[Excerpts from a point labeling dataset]
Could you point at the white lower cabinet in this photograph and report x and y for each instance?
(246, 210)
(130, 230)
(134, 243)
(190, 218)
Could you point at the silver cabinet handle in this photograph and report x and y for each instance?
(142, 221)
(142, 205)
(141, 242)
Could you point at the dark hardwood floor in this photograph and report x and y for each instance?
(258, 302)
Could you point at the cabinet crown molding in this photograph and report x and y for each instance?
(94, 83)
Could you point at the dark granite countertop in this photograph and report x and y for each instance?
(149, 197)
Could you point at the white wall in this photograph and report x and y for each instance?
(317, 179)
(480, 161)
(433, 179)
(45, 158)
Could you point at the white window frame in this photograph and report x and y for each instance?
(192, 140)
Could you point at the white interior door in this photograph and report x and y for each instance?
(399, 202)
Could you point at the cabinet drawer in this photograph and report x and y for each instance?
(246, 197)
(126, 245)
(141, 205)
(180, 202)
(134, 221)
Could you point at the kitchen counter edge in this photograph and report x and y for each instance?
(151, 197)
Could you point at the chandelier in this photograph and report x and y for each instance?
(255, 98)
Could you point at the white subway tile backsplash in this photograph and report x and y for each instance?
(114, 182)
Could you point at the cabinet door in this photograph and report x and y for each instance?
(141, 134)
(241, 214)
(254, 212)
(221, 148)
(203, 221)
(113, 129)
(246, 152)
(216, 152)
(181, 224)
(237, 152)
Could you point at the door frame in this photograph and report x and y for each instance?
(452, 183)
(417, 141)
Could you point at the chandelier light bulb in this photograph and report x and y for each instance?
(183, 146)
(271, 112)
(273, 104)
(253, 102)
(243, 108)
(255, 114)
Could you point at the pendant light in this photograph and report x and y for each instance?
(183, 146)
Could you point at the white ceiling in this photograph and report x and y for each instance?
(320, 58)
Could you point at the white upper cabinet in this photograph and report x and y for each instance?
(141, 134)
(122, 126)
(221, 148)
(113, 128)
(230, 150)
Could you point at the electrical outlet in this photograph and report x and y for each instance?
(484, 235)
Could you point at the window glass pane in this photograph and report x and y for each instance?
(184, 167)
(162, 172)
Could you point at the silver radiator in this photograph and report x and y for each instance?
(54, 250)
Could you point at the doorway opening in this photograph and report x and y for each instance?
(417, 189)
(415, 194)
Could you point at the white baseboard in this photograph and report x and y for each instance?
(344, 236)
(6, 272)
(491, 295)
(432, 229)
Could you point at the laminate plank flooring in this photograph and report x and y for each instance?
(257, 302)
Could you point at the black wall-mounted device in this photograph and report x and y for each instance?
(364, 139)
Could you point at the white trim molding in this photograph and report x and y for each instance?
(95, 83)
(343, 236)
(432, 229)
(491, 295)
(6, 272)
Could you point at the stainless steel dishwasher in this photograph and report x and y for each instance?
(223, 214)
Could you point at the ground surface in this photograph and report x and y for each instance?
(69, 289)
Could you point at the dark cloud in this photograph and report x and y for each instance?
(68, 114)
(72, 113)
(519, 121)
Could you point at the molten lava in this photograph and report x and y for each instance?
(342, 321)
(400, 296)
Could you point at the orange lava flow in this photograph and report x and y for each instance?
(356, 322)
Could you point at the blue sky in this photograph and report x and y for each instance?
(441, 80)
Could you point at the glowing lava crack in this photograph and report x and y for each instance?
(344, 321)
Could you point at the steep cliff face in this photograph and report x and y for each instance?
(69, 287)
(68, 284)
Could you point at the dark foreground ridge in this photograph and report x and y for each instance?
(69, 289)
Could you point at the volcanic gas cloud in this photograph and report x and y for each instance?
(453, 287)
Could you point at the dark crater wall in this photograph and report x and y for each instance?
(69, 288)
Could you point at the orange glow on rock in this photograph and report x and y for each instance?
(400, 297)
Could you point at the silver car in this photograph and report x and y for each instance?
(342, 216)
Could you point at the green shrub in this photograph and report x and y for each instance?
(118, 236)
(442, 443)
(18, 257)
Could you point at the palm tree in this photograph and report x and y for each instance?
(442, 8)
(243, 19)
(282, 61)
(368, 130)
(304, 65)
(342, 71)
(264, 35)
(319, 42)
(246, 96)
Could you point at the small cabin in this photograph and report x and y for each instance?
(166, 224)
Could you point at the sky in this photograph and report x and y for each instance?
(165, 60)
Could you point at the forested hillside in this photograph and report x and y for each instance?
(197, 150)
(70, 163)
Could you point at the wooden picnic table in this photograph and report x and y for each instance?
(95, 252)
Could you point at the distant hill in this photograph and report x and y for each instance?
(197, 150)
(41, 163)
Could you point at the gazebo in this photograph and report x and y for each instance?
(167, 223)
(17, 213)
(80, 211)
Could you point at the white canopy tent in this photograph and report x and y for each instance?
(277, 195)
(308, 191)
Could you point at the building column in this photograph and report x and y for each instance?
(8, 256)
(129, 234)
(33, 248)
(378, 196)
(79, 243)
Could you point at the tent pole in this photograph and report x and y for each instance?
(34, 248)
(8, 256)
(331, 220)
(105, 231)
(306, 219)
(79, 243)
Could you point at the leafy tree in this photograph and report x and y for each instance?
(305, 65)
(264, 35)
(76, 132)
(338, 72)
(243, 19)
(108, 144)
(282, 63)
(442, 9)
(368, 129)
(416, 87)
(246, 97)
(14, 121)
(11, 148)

### What is asked
Reproduce verbatim the lines from the one containing "Could you point at the leafy" through the last line above, inclusive.

### Solution to this problem
Could you point at the leafy tree in this photograph and report x and y for each instance?
(305, 65)
(264, 35)
(76, 132)
(338, 72)
(243, 19)
(108, 144)
(282, 63)
(442, 9)
(368, 129)
(416, 87)
(246, 97)
(14, 121)
(11, 148)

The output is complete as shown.